* _TASK DATA_
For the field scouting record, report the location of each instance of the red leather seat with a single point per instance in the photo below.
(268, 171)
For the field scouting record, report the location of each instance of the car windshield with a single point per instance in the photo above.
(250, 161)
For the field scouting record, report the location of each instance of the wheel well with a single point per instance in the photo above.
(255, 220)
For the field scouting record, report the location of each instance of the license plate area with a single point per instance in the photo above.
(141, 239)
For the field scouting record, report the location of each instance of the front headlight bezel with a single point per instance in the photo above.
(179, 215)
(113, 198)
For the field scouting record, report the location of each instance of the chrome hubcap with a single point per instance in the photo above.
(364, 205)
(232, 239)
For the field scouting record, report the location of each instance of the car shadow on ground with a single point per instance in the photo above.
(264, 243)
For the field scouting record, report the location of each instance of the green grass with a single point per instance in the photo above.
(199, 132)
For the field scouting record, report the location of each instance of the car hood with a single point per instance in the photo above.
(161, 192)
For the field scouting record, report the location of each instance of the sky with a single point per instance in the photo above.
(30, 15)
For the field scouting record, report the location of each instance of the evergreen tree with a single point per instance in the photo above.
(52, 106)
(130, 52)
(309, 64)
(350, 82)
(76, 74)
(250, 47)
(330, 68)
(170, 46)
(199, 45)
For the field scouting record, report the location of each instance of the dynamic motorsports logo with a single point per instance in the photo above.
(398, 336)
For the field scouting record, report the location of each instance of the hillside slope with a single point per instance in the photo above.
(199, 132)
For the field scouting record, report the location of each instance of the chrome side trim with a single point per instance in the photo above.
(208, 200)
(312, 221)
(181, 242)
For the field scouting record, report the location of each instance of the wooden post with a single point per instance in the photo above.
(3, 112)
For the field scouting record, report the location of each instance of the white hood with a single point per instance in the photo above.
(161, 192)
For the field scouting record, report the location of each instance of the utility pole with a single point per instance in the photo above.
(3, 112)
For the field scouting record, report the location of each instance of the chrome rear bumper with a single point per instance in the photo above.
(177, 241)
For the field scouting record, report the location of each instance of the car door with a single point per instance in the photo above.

* _PROBLEM STATEMENT_
Repeat only the stretch of lines starting at the one containing "of the dynamic" and running to the final line of the entries above.

* _PROBLEM SOLUTION_
For the field scouting record, report the location of each instance of the dynamic motorsports logo with a single point per instance in the photo above.
(398, 336)
For the field scouting record, report the location of each instance of the hillside slope with a single point per instance in the photo above.
(199, 132)
For the field scouting record, report the location of each instance of the chrome side trim with a single point per instance in the photo above.
(208, 200)
(312, 221)
(181, 242)
For the field scouting record, report the location of each instance of the wooden post with a single point per instance in the photo above.
(3, 112)
For the field scouting record, report the location of each instance of the white hood with a single point per instance in the photo above.
(161, 192)
For the field scouting record, report the location of each instance of the utility pole with a single point per instance in the photo above.
(3, 112)
For the field scouting record, report the location of each instance of the chrome rear bumper with a single point per instance in the photo above.
(177, 241)
For the field scouting record, report the location of each instance of the car door with a single point per instance in the photo above.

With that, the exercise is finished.